▶ **WHAT YOU ARE ASKED TO DO**
Reproduce the following entries line for line, without changing a single character.

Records

— BEGIN —

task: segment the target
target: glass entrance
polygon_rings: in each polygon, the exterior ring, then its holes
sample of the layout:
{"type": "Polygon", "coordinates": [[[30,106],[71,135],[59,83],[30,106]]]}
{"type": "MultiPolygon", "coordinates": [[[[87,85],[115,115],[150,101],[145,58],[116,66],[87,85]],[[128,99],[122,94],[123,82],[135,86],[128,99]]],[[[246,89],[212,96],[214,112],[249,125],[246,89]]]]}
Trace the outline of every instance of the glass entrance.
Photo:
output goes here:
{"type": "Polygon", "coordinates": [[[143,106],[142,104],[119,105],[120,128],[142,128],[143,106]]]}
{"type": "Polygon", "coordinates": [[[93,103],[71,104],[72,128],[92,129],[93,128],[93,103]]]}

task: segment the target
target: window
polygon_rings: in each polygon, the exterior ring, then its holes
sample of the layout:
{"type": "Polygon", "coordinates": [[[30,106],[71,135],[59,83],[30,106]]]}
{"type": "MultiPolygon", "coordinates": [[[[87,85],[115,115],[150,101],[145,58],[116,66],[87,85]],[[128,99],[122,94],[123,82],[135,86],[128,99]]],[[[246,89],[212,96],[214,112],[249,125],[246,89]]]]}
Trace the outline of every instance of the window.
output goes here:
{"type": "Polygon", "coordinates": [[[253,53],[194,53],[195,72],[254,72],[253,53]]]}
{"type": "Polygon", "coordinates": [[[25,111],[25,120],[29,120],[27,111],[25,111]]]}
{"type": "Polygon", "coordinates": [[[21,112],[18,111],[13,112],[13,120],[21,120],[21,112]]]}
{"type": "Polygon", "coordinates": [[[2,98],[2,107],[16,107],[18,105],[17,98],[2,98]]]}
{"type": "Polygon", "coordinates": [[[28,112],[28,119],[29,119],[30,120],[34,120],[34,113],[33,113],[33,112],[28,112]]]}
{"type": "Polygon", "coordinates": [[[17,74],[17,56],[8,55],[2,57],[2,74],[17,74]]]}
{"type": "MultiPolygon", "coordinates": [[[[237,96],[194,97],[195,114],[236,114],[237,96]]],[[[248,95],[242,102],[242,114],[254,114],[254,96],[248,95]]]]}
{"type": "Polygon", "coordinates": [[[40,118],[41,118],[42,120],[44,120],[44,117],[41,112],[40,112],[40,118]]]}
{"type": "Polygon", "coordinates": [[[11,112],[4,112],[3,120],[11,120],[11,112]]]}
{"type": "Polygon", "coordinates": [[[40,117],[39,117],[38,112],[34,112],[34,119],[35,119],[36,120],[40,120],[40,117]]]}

— END —

▶ **RESPONSE TO THIS TASK**
task: segment the target
target: glass entrance
polygon_rings: in each polygon, the exterior ring, then its holes
sample of the layout:
{"type": "Polygon", "coordinates": [[[30,106],[71,135],[59,83],[30,106]]]}
{"type": "MultiPolygon", "coordinates": [[[[87,85],[115,115],[150,101],[145,58],[116,66],[87,85]],[[128,99],[122,94],[123,82],[135,86],[128,99]]],[[[246,89],[212,96],[214,112],[249,125],[246,89]]]]}
Trace the outline of every instance of the glass entrance.
Photo:
output goes here:
{"type": "Polygon", "coordinates": [[[143,106],[142,104],[119,105],[120,128],[142,128],[143,106]]]}
{"type": "Polygon", "coordinates": [[[93,103],[71,104],[72,128],[92,129],[93,128],[93,103]]]}

task: segment the target
target: window
polygon_rings: in each polygon, the exterior ring, then its holes
sample of the layout:
{"type": "Polygon", "coordinates": [[[30,106],[71,135],[59,83],[30,106]]]}
{"type": "MultiPolygon", "coordinates": [[[[87,85],[115,115],[150,101],[145,58],[116,66],[87,85]],[[128,99],[122,94],[123,82],[135,86],[128,99]]],[[[246,89],[212,96],[214,112],[249,125],[246,89]]]]}
Trace the outline of every instance of the window.
output goes here:
{"type": "Polygon", "coordinates": [[[253,53],[194,53],[195,72],[254,72],[253,53]]]}
{"type": "Polygon", "coordinates": [[[25,111],[25,120],[29,120],[27,111],[25,111]]]}
{"type": "Polygon", "coordinates": [[[21,112],[18,111],[13,112],[13,120],[21,120],[21,112]]]}
{"type": "Polygon", "coordinates": [[[2,98],[2,107],[16,107],[18,105],[17,98],[2,98]]]}
{"type": "Polygon", "coordinates": [[[28,112],[28,119],[29,119],[30,120],[34,120],[34,113],[33,113],[33,112],[28,112]]]}
{"type": "Polygon", "coordinates": [[[17,74],[17,56],[8,55],[2,57],[2,74],[17,74]]]}
{"type": "MultiPolygon", "coordinates": [[[[237,96],[194,97],[195,114],[236,114],[237,96]]],[[[248,95],[242,102],[242,114],[254,114],[254,96],[248,95]]]]}
{"type": "Polygon", "coordinates": [[[40,118],[41,118],[42,120],[44,120],[44,117],[41,112],[40,112],[40,118]]]}
{"type": "Polygon", "coordinates": [[[11,112],[4,112],[3,120],[11,120],[11,112]]]}
{"type": "Polygon", "coordinates": [[[40,117],[39,117],[38,112],[34,112],[34,119],[35,119],[36,120],[40,120],[40,117]]]}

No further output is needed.